[Natural-language object grounding data]
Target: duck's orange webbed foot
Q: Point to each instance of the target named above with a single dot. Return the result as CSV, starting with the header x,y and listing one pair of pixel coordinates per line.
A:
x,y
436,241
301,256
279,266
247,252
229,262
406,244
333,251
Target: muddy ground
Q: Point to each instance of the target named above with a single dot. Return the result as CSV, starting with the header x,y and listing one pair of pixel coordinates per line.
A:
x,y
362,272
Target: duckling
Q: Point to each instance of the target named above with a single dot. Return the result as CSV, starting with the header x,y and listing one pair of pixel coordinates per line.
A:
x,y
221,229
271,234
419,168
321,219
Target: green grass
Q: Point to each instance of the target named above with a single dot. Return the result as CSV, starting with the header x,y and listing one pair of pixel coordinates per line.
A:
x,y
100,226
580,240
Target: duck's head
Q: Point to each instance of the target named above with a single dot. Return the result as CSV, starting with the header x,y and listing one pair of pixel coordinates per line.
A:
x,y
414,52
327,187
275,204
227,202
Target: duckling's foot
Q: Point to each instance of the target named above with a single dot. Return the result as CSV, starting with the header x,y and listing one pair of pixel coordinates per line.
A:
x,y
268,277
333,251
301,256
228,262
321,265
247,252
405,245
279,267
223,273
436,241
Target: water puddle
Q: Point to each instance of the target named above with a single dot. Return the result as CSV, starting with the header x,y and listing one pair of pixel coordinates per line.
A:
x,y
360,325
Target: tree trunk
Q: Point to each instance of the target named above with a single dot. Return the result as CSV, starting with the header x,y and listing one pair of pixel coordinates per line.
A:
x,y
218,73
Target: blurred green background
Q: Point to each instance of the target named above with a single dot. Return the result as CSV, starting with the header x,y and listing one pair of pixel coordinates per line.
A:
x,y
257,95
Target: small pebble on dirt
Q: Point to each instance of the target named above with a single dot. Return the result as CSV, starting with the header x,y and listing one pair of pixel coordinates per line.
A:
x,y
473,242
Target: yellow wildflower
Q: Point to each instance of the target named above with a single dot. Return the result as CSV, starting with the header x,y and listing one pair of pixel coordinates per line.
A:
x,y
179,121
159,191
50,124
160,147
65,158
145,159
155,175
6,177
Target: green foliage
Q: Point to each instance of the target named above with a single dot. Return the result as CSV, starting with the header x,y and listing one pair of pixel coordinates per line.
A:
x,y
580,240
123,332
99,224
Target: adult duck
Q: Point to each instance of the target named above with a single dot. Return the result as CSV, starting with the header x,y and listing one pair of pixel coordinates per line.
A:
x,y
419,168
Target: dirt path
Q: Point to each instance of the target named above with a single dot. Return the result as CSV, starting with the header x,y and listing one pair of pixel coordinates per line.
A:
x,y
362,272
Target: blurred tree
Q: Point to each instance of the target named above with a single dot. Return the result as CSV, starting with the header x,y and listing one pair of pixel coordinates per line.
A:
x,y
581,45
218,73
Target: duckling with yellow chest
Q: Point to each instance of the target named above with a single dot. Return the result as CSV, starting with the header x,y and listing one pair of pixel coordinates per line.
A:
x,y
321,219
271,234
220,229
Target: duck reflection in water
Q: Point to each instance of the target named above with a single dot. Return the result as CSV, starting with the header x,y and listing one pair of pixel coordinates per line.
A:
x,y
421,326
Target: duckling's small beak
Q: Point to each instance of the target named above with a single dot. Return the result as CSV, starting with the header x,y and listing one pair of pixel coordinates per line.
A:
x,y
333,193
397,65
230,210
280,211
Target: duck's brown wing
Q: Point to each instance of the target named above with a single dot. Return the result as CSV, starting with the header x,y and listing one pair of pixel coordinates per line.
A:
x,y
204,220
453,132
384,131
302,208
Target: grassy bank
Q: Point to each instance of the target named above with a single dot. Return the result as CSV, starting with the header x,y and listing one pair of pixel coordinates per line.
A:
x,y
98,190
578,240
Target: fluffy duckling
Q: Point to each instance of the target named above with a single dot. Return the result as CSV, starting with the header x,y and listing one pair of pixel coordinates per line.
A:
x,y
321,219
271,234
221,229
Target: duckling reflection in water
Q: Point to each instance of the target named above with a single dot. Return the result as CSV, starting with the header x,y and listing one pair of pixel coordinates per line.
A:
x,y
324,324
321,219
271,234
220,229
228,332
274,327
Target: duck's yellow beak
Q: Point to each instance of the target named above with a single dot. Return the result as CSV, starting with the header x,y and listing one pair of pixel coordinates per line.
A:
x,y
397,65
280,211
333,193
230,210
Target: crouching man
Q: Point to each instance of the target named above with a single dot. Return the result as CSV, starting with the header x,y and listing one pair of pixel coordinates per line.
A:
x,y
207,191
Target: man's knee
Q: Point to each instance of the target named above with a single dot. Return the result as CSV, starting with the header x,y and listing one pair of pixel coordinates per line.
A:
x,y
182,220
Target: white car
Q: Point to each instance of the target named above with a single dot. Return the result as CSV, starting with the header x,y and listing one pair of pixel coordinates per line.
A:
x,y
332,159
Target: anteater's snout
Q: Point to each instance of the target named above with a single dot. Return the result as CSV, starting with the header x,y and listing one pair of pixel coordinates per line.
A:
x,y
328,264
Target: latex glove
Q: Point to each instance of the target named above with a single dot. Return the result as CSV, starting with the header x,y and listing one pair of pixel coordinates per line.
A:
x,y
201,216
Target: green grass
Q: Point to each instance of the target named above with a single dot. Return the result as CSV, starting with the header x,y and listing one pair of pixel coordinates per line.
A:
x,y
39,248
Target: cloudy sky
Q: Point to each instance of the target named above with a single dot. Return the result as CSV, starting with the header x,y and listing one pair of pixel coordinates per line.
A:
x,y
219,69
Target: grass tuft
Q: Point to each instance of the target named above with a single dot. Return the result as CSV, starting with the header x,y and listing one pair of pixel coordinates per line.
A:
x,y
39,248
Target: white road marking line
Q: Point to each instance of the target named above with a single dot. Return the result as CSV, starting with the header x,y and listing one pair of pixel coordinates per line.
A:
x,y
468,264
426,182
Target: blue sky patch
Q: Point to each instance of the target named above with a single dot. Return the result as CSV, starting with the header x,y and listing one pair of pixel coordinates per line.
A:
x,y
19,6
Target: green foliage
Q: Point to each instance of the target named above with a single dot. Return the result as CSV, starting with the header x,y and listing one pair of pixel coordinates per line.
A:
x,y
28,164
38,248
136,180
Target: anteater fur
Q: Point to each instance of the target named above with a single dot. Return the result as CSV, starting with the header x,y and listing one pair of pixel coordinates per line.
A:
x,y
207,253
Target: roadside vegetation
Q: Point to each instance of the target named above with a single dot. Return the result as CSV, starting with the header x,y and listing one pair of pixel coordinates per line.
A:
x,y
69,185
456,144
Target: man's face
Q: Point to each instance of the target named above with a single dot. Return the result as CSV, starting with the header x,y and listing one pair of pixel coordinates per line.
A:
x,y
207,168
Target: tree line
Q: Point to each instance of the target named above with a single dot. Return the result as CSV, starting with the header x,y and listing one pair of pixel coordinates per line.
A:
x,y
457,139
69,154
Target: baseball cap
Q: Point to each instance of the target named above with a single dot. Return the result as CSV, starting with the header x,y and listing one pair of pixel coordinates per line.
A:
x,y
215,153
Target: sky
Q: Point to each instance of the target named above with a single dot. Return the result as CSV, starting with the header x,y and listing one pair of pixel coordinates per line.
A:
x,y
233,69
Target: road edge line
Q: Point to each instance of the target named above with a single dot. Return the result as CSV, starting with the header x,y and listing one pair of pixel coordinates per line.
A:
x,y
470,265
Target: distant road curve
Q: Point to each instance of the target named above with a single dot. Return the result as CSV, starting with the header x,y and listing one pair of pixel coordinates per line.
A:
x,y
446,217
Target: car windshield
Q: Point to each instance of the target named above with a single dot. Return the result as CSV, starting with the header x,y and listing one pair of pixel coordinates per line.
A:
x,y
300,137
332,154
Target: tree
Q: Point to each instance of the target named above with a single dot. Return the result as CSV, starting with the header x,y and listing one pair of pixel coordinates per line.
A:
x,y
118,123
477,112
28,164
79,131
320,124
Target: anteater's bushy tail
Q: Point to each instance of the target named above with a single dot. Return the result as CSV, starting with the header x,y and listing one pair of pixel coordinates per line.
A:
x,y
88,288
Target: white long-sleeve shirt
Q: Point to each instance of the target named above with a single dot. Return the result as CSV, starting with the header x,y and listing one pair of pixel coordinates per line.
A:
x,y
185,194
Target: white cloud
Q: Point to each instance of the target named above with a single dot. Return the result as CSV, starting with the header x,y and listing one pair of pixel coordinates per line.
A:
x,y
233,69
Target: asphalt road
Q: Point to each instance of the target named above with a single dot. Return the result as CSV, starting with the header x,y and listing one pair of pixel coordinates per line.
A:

*DIRECTIONS*.
What is needed is a verbatim copy of every line in the records above from the one containing "Target: man's face" down to the one containing "Target: white long-sleeve shirt", both included, and nothing more.

*THE COMPLETED TASK*.
Target: man's face
Q: Point to each instance of the target named above with a single dot. Return the result as CSV, starting with the header x,y and listing one pair of pixel coordinates per line.
A:
x,y
207,168
Target: tree line
Q: Point to each instance of the target named above with a single dot. Return the result as CSV, starting with the header x,y and listing one pair of pixel coordinates per line.
A:
x,y
457,139
69,154
Target: baseball cap
Q: Point to each instance of the target named above with a single dot. Return the result as CSV, starting with the header x,y and listing one pair of pixel coordinates per line.
A:
x,y
215,153
Target: sky
Q: Point to each instance of the target named above with a single dot. Return the result as CSV, starting with the header x,y and listing one pair of pixel coordinates per line.
A:
x,y
233,69
Target: road edge line
Q: Point to each instance of the target named above with a single dot. Return the result as CSV, starting with the header x,y and listing one pair of pixel coordinates per line.
A:
x,y
470,265
Target: distant road curve
Q: Point to each instance of the target named above with a single dot. Return the result as CSV, starting with the header x,y and listing one pair of pixel coordinates per line.
A:
x,y
446,217
Target: car windshield
Q: Point to each instance of the target named above with a single dot. Return the result as CSV, starting with the header x,y and listing one pair of pixel coordinates per line.
A:
x,y
300,137
332,154
Target: tree
Q: Point to each instance of the target named above with a single dot. Return the result as CSV, starting with the header x,y and listing one pair of pixel coordinates per line.
A:
x,y
118,123
477,112
28,164
79,131
320,124
Target: anteater's bushy tail
Q: Point to each instance of the target named above with a single dot. Return the result as CSV, starting with the header x,y and listing one pair of pixel coordinates per line.
A:
x,y
88,288
Target: white long-sleeve shirt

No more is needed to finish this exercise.